位置识别项
⟨
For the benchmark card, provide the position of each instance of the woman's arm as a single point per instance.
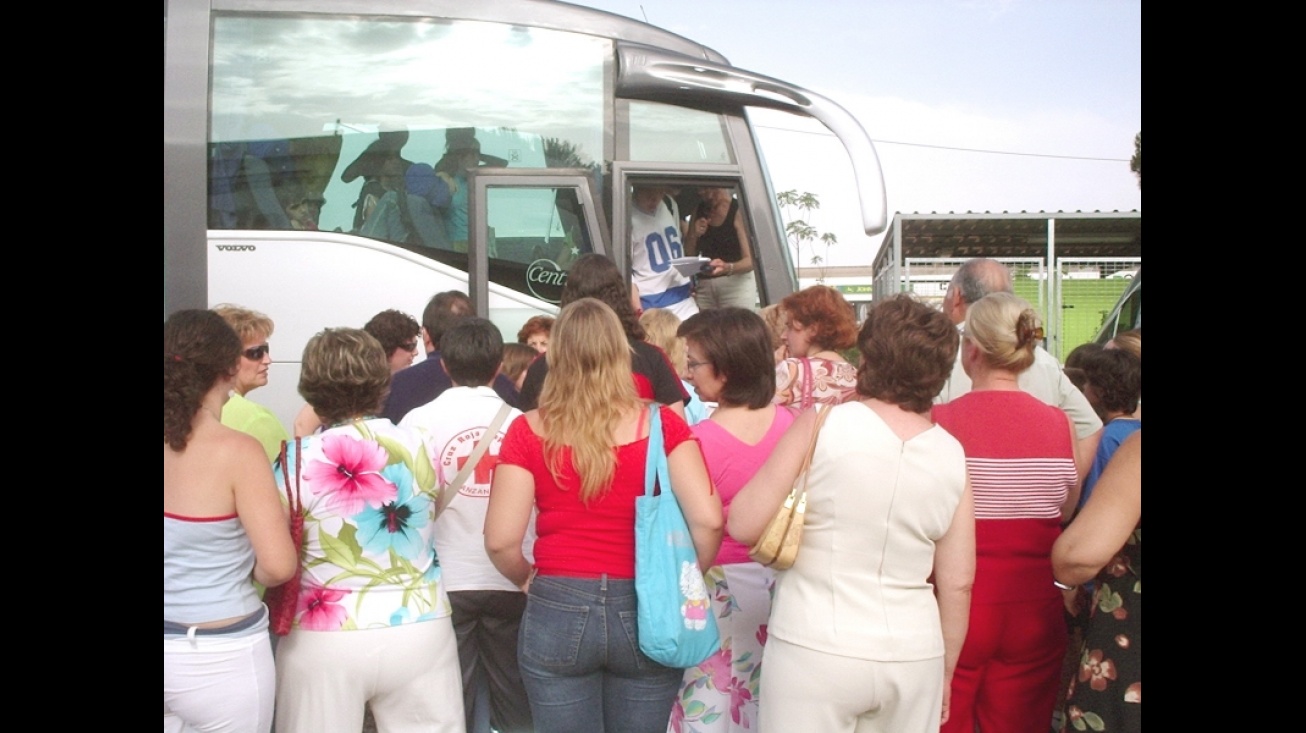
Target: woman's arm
(954, 576)
(754, 506)
(694, 230)
(1082, 465)
(699, 501)
(1106, 520)
(261, 512)
(745, 263)
(512, 495)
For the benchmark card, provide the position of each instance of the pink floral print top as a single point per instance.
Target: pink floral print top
(368, 495)
(802, 382)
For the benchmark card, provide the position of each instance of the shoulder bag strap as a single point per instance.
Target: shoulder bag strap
(452, 489)
(807, 383)
(291, 494)
(651, 463)
(811, 446)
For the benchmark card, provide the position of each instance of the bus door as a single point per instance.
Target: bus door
(686, 187)
(525, 229)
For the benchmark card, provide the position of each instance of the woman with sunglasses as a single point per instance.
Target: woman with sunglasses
(240, 413)
(222, 525)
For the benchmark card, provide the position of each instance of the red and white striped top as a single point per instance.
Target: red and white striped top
(1020, 457)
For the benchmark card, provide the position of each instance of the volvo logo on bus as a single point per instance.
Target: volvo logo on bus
(545, 280)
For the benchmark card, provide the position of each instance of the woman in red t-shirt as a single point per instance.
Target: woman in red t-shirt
(579, 460)
(1020, 456)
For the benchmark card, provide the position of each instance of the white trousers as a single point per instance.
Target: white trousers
(807, 690)
(738, 290)
(409, 674)
(218, 684)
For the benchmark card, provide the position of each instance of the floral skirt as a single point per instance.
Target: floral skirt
(721, 694)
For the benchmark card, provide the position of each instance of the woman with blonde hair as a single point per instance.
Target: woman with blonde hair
(222, 525)
(818, 325)
(579, 459)
(729, 366)
(1020, 454)
(660, 329)
(372, 625)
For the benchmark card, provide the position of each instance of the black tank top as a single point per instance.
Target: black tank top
(721, 242)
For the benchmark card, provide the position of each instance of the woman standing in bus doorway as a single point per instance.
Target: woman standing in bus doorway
(222, 523)
(717, 230)
(580, 461)
(1020, 455)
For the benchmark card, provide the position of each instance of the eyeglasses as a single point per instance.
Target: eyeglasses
(256, 353)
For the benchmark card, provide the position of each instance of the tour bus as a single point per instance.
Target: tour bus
(287, 122)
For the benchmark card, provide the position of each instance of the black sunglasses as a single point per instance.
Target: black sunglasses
(256, 353)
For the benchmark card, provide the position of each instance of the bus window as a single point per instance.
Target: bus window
(534, 235)
(677, 135)
(314, 109)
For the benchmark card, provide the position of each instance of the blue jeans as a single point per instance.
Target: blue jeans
(581, 660)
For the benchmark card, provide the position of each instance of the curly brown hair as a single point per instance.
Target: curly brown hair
(345, 374)
(395, 329)
(596, 276)
(199, 349)
(533, 325)
(908, 349)
(824, 310)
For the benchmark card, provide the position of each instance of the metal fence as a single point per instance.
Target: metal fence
(1074, 298)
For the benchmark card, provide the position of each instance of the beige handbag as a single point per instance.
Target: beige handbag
(777, 548)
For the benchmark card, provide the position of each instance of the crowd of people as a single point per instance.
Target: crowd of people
(971, 557)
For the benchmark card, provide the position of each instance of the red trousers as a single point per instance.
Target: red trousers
(1008, 676)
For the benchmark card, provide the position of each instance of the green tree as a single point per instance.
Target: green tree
(798, 231)
(1136, 161)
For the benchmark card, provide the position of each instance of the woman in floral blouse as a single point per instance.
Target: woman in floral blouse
(818, 324)
(374, 622)
(1106, 541)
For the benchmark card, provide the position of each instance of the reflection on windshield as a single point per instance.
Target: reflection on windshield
(318, 120)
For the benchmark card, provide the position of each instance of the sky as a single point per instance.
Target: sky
(972, 105)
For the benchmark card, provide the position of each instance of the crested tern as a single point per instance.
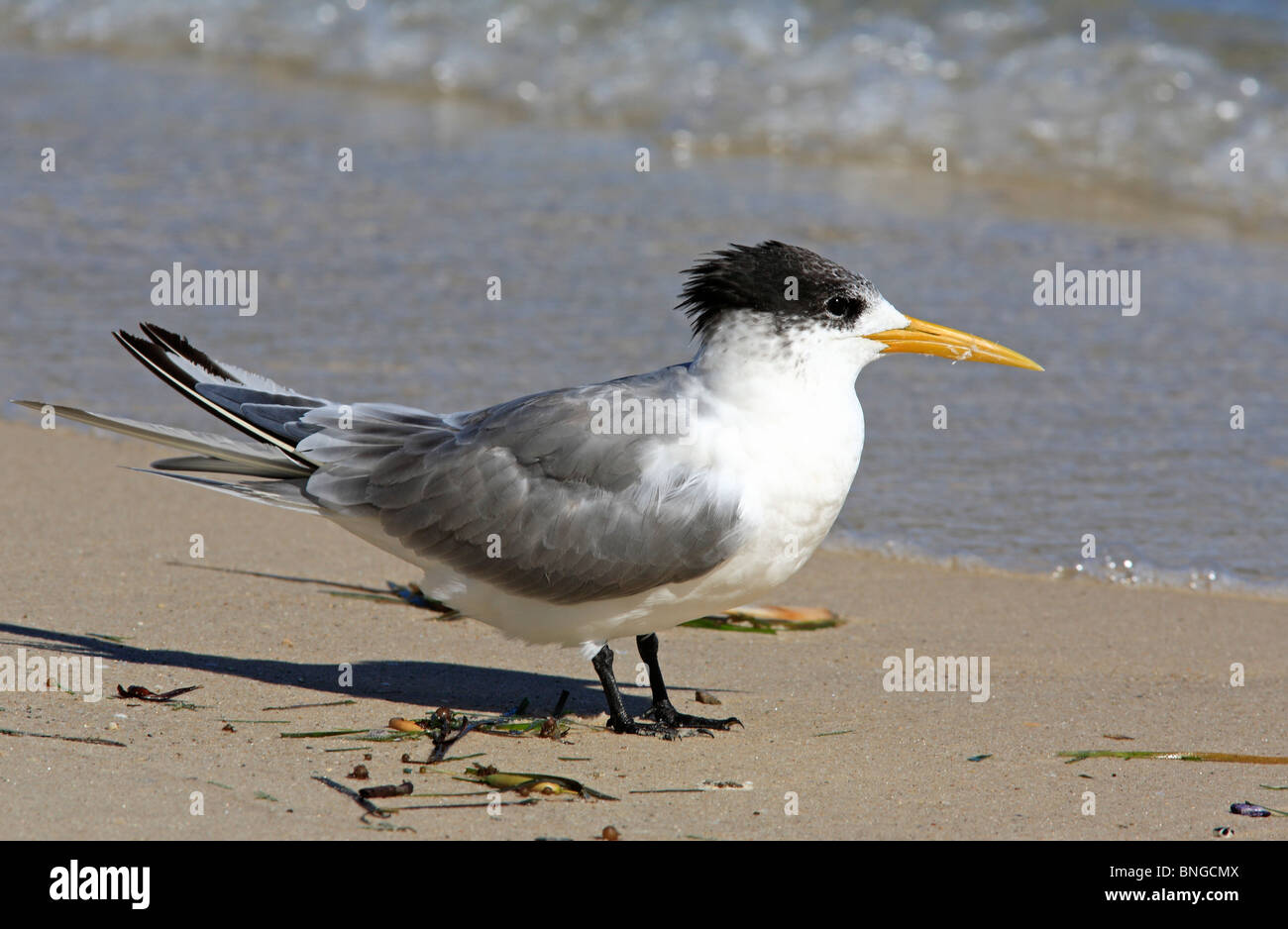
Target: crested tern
(588, 514)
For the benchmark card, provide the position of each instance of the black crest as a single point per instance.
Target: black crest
(761, 278)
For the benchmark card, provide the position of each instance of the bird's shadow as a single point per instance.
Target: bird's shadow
(420, 683)
(425, 683)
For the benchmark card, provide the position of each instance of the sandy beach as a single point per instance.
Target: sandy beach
(95, 549)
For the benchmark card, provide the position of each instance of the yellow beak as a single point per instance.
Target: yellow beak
(927, 339)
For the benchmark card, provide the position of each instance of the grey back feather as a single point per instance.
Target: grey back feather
⟩
• 任务要求: 请重新写出从包含“red trousers as a single point per instance.”的那一行起、到包含“(1136, 161)”的那一行为止（首尾两行都算在内）的全部各行，提问照原样保留，答案里的每个坐标数值都加上 -149。

• 正确结果:
For the benchmark card, provide the position of each instance of the red trousers as a single point per instance.
Target: red trousers
(859, 527)
For the benchmark card, provide the position of each instance of the green tree as a single point per instance.
Target: green tree
(649, 82)
(987, 12)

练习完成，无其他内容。